June , 2020
Transforming digital space into an inclusive zone
00:23 am

Aritra Mitra

“With the lockdown, the people are binge-watching contents on the OTT platforms. Online concerts and webinars are taking place on Facebook and Instagram. But we wanted to do something where we can participate and contribute, instead of appreciating from a distance”, Aritra Basu, MPhil Scholar in English from University of Delhi told BE, while narrating how he and his friends came up with the idea of Quarantine Stories, an initiative where every week an audio story by renowned Bengali and English authors is released online. Recently, Quarantine Stories has come up with its own social media pages and YouTube channel called ‘Units of Entertainments’ which have attracted innumerable followers within a short span of time. Basu is supported by Reeswav Chatterjee, Shalini Chakraborty and Laboni Mukerjee in this initiative.  

With the lockdown, various people have engaged themselves in creating interesting and innovative contents and posting them on social media. According to media sources, there has been a significant rise in the home-made videos in YouTube, TikTok and Instagram. With the cinema halls and other centres of performing arts being shut down, social media platforms are reaching out to their creators in India to continue to make engaging videos during the lockdown as users turn to social media for entertainment.

Recently, Mind Share and Vidooly have released a report that stated that the time spent by an average user on social media has been four hours as compared to the previous one-and-a-half hour. As a primary video sharing platform, YouTube alone has garnered over 300 billion views in Q1 of 2020 which is more than 13% of the views in Q4 of 2019 and 11% more than Q1 of 2019. Though the millennials remain to be the most active group comprising of 70% of India’s viewership, the figures are also rising among the middle-age groups and home-makers, as the television channels are running old contents, on the other hand, these social media platforms have so much innovations to offer in terms of content rather than the cliched melodramatic family dramas.

Sujoy Prasad Chatterjee, actor and performing artiste feels that home videos are a great platform to nurture talents and YouTube provides a great platform. Reacting to the fact that the artistes can enjoy full freedom in the home videos, Chatterjee told BE, “Freedom and inclusivity are higher when you are o your own. But at the same time, one has to be worried about the funds. We need to move forward post lockdown to motivate corporate funding for arts going the digital way”. Speaking about his own YouTube channel SPCkraft, which has collaborated with GhoshCompany, a Montreal-based YouTube channel, he stated, “We are exploring different innovative content to understand the sensibilities of a digital audience.” Currently, SPCkraft is working on a project called ‘The Poet and the Pandemic’ that deals with the Spanish Flu of 1918 and how it impacted the works of Rabindranath Tagore.

*EXERCISE DATA*.
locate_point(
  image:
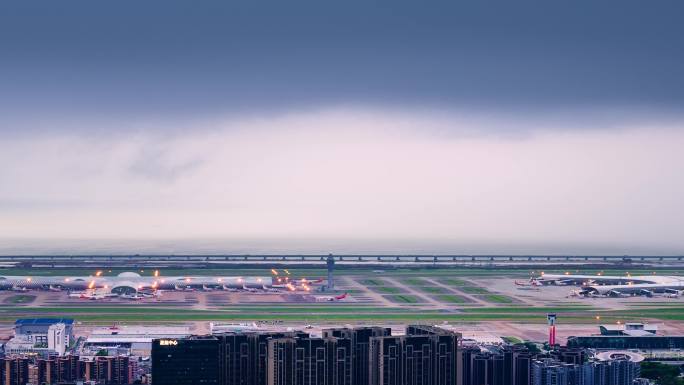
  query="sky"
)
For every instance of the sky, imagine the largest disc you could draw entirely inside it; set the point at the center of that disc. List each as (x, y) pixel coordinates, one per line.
(345, 127)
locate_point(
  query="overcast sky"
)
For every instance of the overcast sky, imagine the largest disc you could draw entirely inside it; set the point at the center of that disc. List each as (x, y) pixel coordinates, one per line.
(354, 126)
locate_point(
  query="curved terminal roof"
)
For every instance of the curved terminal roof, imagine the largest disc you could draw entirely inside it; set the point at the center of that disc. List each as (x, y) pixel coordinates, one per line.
(128, 274)
(620, 355)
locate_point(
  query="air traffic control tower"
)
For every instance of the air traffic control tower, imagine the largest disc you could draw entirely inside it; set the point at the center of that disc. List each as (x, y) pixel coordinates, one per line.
(331, 268)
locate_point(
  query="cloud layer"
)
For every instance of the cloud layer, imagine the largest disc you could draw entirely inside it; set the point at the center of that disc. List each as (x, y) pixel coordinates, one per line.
(357, 175)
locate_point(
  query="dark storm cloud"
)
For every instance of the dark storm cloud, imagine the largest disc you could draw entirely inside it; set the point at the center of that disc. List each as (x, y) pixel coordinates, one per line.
(184, 58)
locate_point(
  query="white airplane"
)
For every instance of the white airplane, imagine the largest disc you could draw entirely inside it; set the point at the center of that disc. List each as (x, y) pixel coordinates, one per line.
(531, 282)
(87, 295)
(331, 298)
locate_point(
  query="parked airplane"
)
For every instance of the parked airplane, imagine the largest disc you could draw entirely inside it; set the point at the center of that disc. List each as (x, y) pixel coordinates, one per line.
(331, 298)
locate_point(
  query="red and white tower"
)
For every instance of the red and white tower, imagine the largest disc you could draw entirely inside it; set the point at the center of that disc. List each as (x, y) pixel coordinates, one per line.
(552, 328)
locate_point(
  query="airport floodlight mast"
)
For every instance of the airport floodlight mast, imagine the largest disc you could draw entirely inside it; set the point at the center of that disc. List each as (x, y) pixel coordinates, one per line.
(331, 268)
(552, 329)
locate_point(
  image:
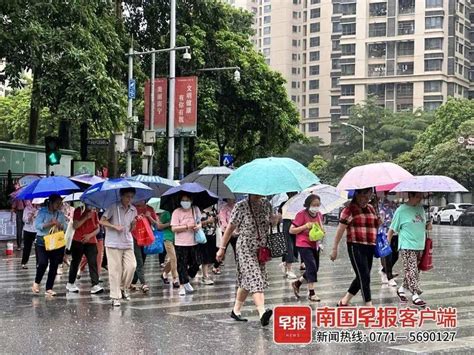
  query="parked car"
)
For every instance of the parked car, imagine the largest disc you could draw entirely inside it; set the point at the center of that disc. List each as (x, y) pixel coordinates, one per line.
(433, 215)
(467, 217)
(450, 214)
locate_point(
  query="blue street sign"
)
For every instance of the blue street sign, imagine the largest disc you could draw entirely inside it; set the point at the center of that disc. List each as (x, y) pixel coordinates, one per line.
(132, 89)
(227, 159)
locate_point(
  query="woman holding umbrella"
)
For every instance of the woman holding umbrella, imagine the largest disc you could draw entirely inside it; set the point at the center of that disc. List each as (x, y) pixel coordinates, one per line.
(48, 217)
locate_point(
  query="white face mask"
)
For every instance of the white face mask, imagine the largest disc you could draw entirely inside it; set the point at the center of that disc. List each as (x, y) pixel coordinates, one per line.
(186, 204)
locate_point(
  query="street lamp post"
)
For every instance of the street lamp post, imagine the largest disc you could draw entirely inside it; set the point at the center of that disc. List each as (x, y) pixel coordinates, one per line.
(360, 130)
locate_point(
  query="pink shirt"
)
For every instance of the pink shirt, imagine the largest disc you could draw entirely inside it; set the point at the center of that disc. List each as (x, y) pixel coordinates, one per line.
(182, 217)
(302, 239)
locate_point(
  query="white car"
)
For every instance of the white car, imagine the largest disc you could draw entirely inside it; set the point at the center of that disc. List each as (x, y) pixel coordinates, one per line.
(450, 214)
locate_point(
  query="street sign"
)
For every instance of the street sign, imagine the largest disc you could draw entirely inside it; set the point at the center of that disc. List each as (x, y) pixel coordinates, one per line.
(227, 159)
(98, 142)
(132, 89)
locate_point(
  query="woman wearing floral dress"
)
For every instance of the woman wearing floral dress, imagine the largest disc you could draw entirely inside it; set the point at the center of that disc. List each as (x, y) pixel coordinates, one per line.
(252, 217)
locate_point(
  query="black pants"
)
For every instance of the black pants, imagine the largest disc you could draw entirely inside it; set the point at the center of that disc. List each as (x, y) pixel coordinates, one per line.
(310, 257)
(19, 227)
(361, 256)
(188, 261)
(389, 261)
(28, 240)
(233, 242)
(54, 258)
(79, 249)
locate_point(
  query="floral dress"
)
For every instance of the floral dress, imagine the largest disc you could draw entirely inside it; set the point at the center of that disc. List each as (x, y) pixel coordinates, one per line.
(251, 275)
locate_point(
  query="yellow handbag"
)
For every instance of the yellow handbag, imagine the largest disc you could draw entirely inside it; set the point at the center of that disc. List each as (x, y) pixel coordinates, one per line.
(54, 240)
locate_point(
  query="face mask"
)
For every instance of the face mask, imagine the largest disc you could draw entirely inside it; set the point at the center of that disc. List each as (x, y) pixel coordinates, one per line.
(186, 204)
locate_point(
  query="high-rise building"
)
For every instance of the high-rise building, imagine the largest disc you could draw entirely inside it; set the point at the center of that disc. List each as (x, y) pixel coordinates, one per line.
(335, 53)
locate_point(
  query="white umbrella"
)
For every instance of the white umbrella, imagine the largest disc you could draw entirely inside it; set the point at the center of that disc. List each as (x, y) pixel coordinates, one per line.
(331, 198)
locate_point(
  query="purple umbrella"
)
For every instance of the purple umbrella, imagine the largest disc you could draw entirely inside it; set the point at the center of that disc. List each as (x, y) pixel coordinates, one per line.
(202, 197)
(429, 183)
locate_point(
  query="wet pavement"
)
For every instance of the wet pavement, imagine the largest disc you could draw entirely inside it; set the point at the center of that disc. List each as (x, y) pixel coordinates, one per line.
(165, 323)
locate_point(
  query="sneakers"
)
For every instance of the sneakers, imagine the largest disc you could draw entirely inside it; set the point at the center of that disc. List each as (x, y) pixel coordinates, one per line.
(96, 289)
(206, 281)
(115, 302)
(72, 288)
(188, 287)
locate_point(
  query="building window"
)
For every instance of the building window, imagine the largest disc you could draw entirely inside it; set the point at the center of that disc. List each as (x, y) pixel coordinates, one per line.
(313, 98)
(348, 49)
(433, 86)
(314, 27)
(314, 70)
(347, 90)
(313, 127)
(405, 68)
(433, 43)
(349, 9)
(378, 9)
(429, 4)
(315, 13)
(348, 29)
(377, 29)
(406, 6)
(435, 22)
(377, 50)
(313, 112)
(405, 48)
(314, 42)
(433, 64)
(314, 56)
(430, 106)
(406, 27)
(347, 69)
(313, 85)
(376, 70)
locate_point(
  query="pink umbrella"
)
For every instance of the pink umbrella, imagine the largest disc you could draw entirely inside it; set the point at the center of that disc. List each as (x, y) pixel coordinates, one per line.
(373, 175)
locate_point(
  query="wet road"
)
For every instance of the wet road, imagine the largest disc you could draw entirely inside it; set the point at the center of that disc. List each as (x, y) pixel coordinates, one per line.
(163, 322)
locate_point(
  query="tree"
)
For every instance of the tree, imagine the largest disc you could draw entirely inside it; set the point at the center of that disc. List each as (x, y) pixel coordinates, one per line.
(248, 119)
(74, 51)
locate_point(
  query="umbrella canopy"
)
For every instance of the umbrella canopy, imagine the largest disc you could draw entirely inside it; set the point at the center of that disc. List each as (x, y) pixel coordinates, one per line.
(331, 198)
(45, 187)
(212, 179)
(430, 183)
(106, 193)
(373, 175)
(202, 197)
(270, 176)
(158, 184)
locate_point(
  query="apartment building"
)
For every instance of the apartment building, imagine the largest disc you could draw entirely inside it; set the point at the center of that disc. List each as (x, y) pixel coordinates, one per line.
(410, 54)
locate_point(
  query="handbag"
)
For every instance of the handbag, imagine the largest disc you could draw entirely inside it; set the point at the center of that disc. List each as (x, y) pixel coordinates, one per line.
(316, 233)
(276, 242)
(426, 261)
(157, 247)
(54, 240)
(382, 246)
(142, 232)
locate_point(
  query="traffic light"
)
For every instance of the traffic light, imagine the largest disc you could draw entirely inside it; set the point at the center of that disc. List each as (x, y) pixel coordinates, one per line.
(53, 156)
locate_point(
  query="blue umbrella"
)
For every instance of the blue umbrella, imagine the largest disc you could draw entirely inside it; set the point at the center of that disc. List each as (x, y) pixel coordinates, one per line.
(157, 183)
(106, 193)
(202, 197)
(46, 187)
(270, 176)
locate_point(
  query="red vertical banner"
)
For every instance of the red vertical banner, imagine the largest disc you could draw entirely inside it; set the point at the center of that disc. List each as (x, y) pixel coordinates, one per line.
(161, 100)
(185, 106)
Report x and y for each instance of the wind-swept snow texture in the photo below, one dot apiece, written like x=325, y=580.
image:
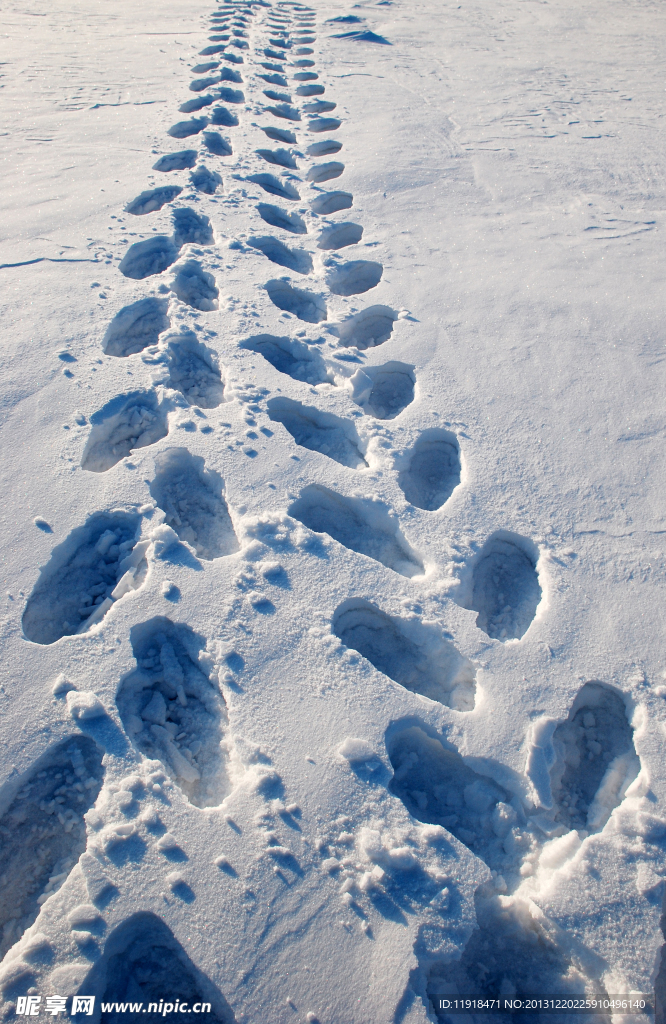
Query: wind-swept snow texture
x=332, y=507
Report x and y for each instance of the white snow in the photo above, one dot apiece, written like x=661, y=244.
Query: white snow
x=332, y=494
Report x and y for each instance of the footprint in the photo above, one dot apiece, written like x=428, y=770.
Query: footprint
x=361, y=525
x=354, y=278
x=204, y=180
x=125, y=423
x=95, y=565
x=438, y=787
x=198, y=103
x=42, y=833
x=202, y=69
x=144, y=259
x=229, y=75
x=415, y=655
x=222, y=118
x=183, y=129
x=296, y=259
x=384, y=391
x=194, y=371
x=282, y=97
x=339, y=236
x=280, y=218
x=319, y=431
x=199, y=84
x=320, y=107
x=305, y=305
x=142, y=961
x=195, y=286
x=282, y=158
x=595, y=759
x=176, y=161
x=275, y=186
x=217, y=145
x=505, y=588
x=324, y=172
x=135, y=327
x=309, y=90
x=153, y=200
x=433, y=470
x=290, y=356
x=514, y=949
x=173, y=712
x=285, y=111
x=324, y=124
x=275, y=79
x=193, y=500
x=368, y=329
x=329, y=145
x=191, y=227
x=231, y=95
x=329, y=203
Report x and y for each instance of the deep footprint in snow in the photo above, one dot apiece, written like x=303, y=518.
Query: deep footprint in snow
x=204, y=180
x=324, y=124
x=438, y=787
x=415, y=655
x=280, y=135
x=97, y=564
x=281, y=158
x=433, y=470
x=319, y=431
x=195, y=286
x=384, y=391
x=290, y=356
x=193, y=500
x=222, y=118
x=276, y=186
x=183, y=129
x=285, y=111
x=280, y=218
x=172, y=710
x=135, y=328
x=325, y=148
x=305, y=305
x=329, y=203
x=217, y=145
x=42, y=833
x=368, y=329
x=194, y=371
x=354, y=278
x=505, y=588
x=339, y=236
x=595, y=759
x=324, y=172
x=360, y=525
x=191, y=227
x=176, y=161
x=296, y=259
x=516, y=951
x=125, y=423
x=153, y=199
x=148, y=258
x=141, y=961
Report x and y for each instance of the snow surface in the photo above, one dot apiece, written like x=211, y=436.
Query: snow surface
x=332, y=499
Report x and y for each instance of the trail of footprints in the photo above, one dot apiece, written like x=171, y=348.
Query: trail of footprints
x=170, y=708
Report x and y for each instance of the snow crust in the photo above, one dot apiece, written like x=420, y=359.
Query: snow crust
x=332, y=494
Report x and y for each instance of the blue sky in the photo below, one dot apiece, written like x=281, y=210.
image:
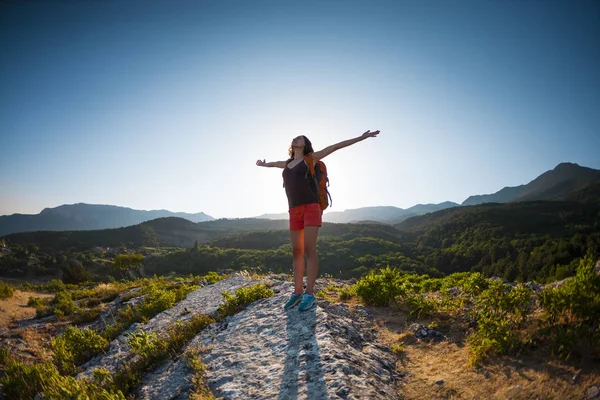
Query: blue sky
x=168, y=105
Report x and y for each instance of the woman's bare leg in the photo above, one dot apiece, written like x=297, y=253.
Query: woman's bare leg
x=312, y=260
x=297, y=238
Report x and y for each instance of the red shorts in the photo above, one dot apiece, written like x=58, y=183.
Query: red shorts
x=305, y=215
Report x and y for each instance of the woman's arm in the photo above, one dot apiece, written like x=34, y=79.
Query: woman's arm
x=330, y=149
x=277, y=164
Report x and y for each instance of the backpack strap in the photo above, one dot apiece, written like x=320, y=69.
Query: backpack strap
x=310, y=164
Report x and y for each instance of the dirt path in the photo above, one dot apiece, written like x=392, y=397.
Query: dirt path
x=16, y=307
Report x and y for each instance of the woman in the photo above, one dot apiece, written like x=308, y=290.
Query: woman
x=305, y=212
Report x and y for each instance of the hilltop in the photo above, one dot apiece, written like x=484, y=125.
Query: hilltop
x=388, y=336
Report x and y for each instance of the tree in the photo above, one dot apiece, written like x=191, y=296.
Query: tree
x=126, y=263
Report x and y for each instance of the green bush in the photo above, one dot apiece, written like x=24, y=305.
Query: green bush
x=212, y=277
x=26, y=381
x=76, y=346
x=347, y=292
x=35, y=302
x=379, y=287
x=242, y=298
x=153, y=349
x=6, y=291
x=420, y=305
x=55, y=286
x=143, y=343
x=83, y=315
x=500, y=312
x=570, y=312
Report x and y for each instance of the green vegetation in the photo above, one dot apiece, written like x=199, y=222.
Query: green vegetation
x=6, y=291
x=502, y=314
x=571, y=313
x=76, y=346
x=241, y=298
x=35, y=302
x=126, y=263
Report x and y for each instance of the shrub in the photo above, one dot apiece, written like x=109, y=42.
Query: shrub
x=55, y=286
x=86, y=315
x=242, y=297
x=500, y=312
x=571, y=310
x=76, y=346
x=397, y=348
x=143, y=343
x=420, y=305
x=35, y=302
x=6, y=291
x=26, y=381
x=347, y=292
x=212, y=277
x=379, y=287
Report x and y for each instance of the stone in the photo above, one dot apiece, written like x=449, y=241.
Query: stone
x=265, y=352
x=593, y=392
x=205, y=300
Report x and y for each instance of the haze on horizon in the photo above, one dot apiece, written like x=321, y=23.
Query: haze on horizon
x=167, y=105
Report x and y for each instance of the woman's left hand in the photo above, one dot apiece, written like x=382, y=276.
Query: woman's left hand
x=368, y=134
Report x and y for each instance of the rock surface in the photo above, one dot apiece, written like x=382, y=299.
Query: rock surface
x=265, y=352
x=205, y=300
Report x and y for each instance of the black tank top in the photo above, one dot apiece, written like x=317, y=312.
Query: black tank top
x=299, y=185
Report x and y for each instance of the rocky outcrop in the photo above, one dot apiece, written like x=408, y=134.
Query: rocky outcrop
x=265, y=352
x=205, y=300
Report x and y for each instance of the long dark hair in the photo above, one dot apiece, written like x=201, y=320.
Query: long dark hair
x=307, y=148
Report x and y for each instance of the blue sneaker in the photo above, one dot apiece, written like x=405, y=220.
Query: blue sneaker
x=294, y=299
x=308, y=301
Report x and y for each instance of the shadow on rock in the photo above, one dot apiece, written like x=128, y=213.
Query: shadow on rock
x=303, y=362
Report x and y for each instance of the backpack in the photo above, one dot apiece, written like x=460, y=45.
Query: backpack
x=319, y=174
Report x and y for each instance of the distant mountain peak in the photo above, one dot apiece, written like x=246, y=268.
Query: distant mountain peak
x=554, y=184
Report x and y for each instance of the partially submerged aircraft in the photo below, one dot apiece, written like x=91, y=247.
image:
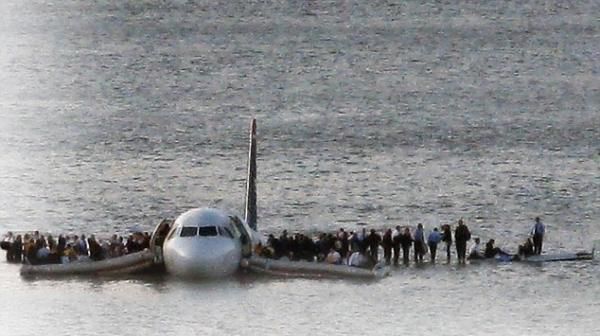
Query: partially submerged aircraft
x=209, y=242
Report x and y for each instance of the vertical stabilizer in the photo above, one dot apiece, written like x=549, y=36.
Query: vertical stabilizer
x=251, y=215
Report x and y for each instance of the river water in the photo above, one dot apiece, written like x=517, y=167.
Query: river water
x=116, y=114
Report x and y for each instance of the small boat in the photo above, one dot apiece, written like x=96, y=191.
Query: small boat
x=129, y=263
x=565, y=256
x=560, y=256
x=307, y=269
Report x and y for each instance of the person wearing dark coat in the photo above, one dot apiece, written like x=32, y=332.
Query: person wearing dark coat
x=447, y=238
x=406, y=242
x=387, y=244
x=396, y=244
x=461, y=236
x=373, y=241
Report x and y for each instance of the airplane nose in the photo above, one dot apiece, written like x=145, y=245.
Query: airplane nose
x=197, y=257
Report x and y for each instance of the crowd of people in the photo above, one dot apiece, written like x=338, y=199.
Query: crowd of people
x=36, y=249
x=362, y=248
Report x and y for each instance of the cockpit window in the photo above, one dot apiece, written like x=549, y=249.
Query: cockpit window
x=172, y=233
x=189, y=231
x=206, y=231
x=225, y=232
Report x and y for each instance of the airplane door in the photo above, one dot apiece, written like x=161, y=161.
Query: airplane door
x=243, y=236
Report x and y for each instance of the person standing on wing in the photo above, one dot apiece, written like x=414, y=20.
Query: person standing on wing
x=538, y=231
x=461, y=236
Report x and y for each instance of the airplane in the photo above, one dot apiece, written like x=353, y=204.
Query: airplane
x=210, y=242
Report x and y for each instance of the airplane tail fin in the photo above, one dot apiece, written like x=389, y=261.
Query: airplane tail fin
x=251, y=215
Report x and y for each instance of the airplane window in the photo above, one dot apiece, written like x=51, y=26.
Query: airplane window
x=189, y=231
x=223, y=231
x=207, y=231
x=172, y=233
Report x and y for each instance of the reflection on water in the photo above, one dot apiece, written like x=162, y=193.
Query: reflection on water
x=120, y=113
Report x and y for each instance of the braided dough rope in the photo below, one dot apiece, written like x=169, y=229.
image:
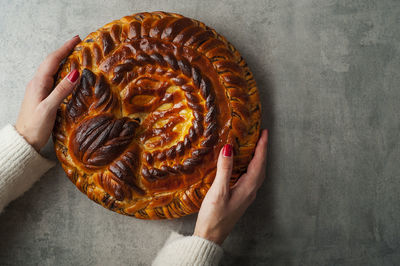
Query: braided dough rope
x=159, y=96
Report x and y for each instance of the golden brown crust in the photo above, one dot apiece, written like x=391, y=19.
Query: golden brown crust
x=159, y=96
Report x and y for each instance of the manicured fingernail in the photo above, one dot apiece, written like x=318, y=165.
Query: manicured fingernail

*ACTIVITIES*.
1 – In the article on making digital space inclusive, what is the name of the YouTube channel launched by Quarantine Stories?
2 – Decide whether each statement agrees with the article on making digital space inclusive. Answer yes or no and quote the deciding words. (a) Quarantine Stories releases an audio story online every week. (b) The Mind Share and Vidooly report says the average user's time on social media has fallen to one and a half hours. (c) GhoshCompany is based in Montreal.
3 – Carry on the article on making digital space inclusive, starting after its last sentence.

*EXERCISE RESULTS*.
1 – The channel is called ‘Units of Entertainments’.

2 –
(a) Yes: "every week an audio story by renowned Bengali and English authors is released online"
(b) No: "the time spent by an average user on social media has been four hours as compared to the previous one-and-a-half hour"
(c) Yes: "GhoshCompany, a Montreal-based YouTube channel"

3 –
Elixir, a digital trilingual magazine has started a series ‘Turn your lockdown creative’ where one creative video is posted from the magazine’s facebook page every day. Pramit Sarkar, an editorial member told BE, “The response to this initiative has been startling. Mothers of 22 years olds sent recitation videos to us after years of being out of touch.”  Rajarshi Banerjee, another member stated, “In the digital arena, a lot of serious works are taking place in the field of performing arts. What such endeavours need to aim at is to transform the digital space into an inclusive zone. We are glad that we have been able to accomplish something through our initiative.”   

Radio Quarantine Kolkata, an internet radio, is another landmark initiative that started from March 23, two days after the lockdown. Regarding the inception of the radio, Kasturi Basu, a member told BE, “With the lockdown, all the activities and social movements that we were involved with had to be stopped. So, we wanted to stay connected with the society and carry on with our activities through a cultural political space.” At present, a plethora of programmes run in this radio, ranging from social and political issues to entertainment. This initiative has aimed for a ‘boundaryless Bengal’ as performers from Bangladesh also collaborates with the radio for a programme called Bangladesher Hridoy Hote. Radio Quarantine has over 21000 listeners currently and is heard in Bangladesh, Canada, USA and UK.

When asked if this initiative will continue after the lockdown, Basu said, “After the lockdown we will be involved in various other engagements, so, we will not be able to continue with the present frequency but we will try to reach out to the grass-root levels to make their voices heard through this medium.”

With the internet penetration increasing substantially, it is expected that these innovative contents are reaching out to a vast multitude. It is expected that these contents will act as a catalyst in refining the tastes of the general public and prepare them to acknowledge more sophisticated contents in the field of performing arts.